§ The exercise: Output the records as a two-column CSV with the header text,answer and one row per record, putting each record's text and its answer in a single quoted field apiece, with line breaks replaced by spaces. Cover only the records starting with the line containing "Test: the pointer marks one pixel per instance of the eyebrow." and going on through the line containing "x=447 y=851".

Pointing records
begin

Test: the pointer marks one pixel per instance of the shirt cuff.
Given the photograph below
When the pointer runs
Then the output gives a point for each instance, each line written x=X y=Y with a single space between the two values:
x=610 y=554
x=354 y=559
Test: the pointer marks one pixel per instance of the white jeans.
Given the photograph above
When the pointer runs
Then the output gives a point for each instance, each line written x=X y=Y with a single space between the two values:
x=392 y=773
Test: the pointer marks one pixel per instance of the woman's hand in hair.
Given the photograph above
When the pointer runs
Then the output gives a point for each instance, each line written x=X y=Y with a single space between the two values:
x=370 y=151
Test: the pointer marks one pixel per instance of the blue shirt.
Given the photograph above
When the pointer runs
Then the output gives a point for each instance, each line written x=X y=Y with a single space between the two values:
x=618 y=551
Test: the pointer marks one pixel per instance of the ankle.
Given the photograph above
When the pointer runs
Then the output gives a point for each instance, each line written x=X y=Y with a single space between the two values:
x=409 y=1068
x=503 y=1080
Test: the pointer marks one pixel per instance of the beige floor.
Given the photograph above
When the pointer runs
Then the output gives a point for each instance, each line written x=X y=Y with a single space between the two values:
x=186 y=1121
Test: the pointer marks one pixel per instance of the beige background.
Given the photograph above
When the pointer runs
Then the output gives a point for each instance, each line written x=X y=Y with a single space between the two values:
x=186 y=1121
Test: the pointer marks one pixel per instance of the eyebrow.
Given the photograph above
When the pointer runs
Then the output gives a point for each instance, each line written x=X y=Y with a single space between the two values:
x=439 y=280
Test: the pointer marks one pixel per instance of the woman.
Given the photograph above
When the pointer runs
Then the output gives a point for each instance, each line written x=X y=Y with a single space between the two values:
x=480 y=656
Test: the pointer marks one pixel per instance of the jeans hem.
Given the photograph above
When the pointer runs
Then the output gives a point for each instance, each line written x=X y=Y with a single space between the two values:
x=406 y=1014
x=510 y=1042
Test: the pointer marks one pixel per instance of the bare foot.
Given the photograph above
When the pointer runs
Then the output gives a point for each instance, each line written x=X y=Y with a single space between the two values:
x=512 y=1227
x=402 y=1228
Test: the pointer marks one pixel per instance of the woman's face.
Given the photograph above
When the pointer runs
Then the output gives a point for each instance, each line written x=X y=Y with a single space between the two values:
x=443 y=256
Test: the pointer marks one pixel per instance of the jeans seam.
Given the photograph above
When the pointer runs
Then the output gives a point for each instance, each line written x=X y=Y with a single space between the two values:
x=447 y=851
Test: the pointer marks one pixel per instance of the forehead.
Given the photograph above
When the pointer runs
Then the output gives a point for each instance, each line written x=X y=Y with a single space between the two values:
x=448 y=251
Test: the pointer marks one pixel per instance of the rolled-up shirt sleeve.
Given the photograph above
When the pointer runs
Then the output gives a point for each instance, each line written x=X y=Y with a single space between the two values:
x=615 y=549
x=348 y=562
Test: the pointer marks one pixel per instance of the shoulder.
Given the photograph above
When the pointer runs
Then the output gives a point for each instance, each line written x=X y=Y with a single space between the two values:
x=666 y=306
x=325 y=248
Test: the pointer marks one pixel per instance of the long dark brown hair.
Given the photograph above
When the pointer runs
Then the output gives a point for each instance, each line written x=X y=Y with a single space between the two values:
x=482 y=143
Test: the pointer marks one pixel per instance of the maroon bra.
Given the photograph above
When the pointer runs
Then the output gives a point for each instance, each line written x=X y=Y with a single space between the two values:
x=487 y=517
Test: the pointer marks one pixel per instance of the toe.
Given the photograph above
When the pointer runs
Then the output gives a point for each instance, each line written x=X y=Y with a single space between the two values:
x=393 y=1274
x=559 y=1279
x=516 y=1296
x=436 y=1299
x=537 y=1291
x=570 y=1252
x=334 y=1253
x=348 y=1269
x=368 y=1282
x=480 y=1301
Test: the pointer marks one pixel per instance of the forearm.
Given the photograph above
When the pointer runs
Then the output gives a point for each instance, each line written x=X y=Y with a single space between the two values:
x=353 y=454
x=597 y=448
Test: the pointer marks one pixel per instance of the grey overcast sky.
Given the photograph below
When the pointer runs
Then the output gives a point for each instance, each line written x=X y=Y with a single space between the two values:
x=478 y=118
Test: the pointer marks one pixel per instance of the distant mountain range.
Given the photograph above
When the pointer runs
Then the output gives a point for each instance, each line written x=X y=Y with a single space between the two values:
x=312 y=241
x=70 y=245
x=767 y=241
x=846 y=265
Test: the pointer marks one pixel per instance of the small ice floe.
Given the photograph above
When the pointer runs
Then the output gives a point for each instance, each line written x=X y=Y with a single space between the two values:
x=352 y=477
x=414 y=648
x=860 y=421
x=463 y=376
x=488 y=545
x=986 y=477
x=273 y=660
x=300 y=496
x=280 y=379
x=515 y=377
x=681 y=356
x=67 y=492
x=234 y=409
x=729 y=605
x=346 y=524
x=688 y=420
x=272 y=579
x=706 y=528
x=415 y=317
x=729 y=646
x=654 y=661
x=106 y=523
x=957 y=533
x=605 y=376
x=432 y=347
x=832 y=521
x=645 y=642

end

§ Finished exercise:
text,answer
"Test: the pointer marks one pixel per instance of the eyebrow. Given the photograph above When the pointer runs Then the output gives a point for each instance, each line written x=X y=Y with a single space between the two values:","x=439 y=280"
"Test: the pointer marks one pixel per instance of the woman. Given the photograph above When the pointer runs Then the output gives a point for each instance, each line written x=X y=Y with a single space between the two values:","x=480 y=656"
"Test: the pointer marks one pixel per instance of the jeans hem. Given the photograph above When the pointer runs Then the output gives a point for each instance, each line written x=X y=Y with a single space between the two values:","x=406 y=1014 x=510 y=1042"
"Test: the pointer marks one pixel per instance of the bare foot. Given the photograph above When the pointer runs Then the output gives a point for each instance, each line written x=X y=Y with a single space between the two values:","x=512 y=1227 x=402 y=1228"
"Test: the pointer marks one pixel per instance of the woman's face. Given the photograph above When the pointer runs Then the output gives a point for each instance, each line written x=X y=Y with a single space between the two values:","x=443 y=256"
"Test: the pointer marks one pixel per instance of the jeans seam. Given the photograph above When the pointer runs Then the output gives a point for each instance, each line written x=X y=Y with a single space between the two values:","x=447 y=851"